Consigne 1:
Dans le texte sur le développement du Tiers-Monde, de quelle date est le numéro de Jeune Afrique qui est cité ?
Consigne 2:
D'après le texte sur le développement du Tiers-Monde, pourquoi la croissance du PNB observée dans certains pays n'a-t-elle pas répondu aux attentes des populations ? Répondez en une à trois phrases.
Consigne 3:
Poursuivez le texte sur le développement du Tiers-Monde à partir de sa dernière phrase.

Les années 1960 sont caractérisées par une profusion d’idées sur la manière d’entreprendre le développement. Elles insistent toutes sur l’urgence nécessité d’accroitre le Produit national brut (PNB). Il y a sans doute croissance du PNB dans certains pays du Tiers-Monde mais les populations n’ont que rarement profité de ce développement sous la forme d’une amélioration de leur niveau de vie et de leurs conditions sociales. L’enthousiasme qui a suivi l’indépendance fait donc place un peu partout au désenclavement. Il n’est pas rare d’entendre dans les campagnes de certains pays des paysans vous demander parfois «quand cette indépendance va-t-elle finir» !
Nous assistons dans toutes les réunions internationales à une mise en cause de «la détérioration des termes de l’échange» ou de «l’échange inégal» comme le disent certains économistes. L’écart entre les pays riches et les pays pauvres ne cesse de s’accentuer.
Et Jeune Afrique dans son numéro du 30 juin 1973 disait: «Si on ne tient pas compte des chiffres trompeurs des taux de croissance, on constate que pour environ les deux-tiers de l’humanité, la croissance du revenu par tête d’habitant a été de moins d’un dollar par an au cours des vingt dernières années. Et cet accroissement, même tout misérable qu’il soit, a été inégalement distribué, les 40% les plus pauvres de la population restant bloqués au même niveau dans leur lutte pour l’existence, et recevant même parfois moins qu’il y a vingt (20) ans».

Données à examiner:
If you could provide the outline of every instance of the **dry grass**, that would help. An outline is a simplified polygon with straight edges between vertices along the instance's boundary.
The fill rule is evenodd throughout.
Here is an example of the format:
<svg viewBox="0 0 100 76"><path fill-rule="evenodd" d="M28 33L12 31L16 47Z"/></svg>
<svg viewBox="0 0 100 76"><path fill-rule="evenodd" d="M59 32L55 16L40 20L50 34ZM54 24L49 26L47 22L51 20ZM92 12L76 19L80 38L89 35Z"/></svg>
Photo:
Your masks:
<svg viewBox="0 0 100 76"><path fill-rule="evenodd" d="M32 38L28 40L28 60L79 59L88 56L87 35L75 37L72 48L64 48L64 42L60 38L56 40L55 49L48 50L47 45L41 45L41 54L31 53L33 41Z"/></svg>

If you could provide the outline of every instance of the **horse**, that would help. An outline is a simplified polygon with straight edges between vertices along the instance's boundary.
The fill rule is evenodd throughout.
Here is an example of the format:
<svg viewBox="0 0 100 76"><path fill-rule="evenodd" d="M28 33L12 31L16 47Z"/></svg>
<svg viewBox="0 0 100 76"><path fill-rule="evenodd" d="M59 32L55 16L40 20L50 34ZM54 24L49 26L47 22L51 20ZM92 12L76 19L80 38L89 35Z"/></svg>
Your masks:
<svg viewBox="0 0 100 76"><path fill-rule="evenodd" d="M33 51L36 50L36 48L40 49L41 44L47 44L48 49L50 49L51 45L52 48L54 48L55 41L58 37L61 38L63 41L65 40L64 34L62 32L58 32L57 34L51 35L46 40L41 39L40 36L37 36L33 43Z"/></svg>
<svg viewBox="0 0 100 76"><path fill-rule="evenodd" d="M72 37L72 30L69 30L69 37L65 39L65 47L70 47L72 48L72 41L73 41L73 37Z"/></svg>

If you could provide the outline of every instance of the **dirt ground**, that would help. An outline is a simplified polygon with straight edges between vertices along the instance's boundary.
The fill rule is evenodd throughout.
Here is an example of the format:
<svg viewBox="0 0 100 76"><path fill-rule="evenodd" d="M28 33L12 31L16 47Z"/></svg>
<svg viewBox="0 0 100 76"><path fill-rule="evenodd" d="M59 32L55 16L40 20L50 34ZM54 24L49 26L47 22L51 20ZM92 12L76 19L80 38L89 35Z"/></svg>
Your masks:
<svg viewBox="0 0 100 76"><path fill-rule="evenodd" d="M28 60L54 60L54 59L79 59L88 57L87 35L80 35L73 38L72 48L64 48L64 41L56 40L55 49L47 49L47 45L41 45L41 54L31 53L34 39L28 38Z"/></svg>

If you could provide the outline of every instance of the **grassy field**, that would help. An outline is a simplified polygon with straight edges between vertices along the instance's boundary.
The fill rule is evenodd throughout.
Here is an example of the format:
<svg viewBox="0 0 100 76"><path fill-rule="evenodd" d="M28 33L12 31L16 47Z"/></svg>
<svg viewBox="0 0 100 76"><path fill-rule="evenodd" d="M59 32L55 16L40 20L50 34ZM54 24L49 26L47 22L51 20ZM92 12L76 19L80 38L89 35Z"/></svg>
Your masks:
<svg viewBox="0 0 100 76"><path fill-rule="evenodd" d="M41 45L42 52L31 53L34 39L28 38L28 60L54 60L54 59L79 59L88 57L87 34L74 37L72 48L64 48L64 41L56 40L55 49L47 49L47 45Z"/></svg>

Votre réponse 1:
Du 30 juin 1973.

Votre réponse 2:
Les populations n'ont que rarement profité de cette croissance sous la forme d'une amélioration de leur niveau de vie et de leurs conditions sociales. L'enthousiasme qui avait suivi l'indépendance s'est donc dissipé un peu partout.

Votre réponse 3:
Cette stagnation est particulièrement marquée dans une série de pays africains. Les théories sur le développement d’inspiration occidentale ne mettaient l’accent que sur le capital financier et l’utilisation de techniques avancées. Il fallait à tout prix accroitre la production nationale; de sa juste répartition, il n’est pas souvent question.
Au contraire, certains économistes occidentaux soutenaient sérieusement la théorie qu’une répartition inégale des ressources permettrait un développement plus rapide. Pourtant, le développement ne consiste pas seulement à accroitre les biens matériels et les services sociaux, médicaux et autres offerts à une population.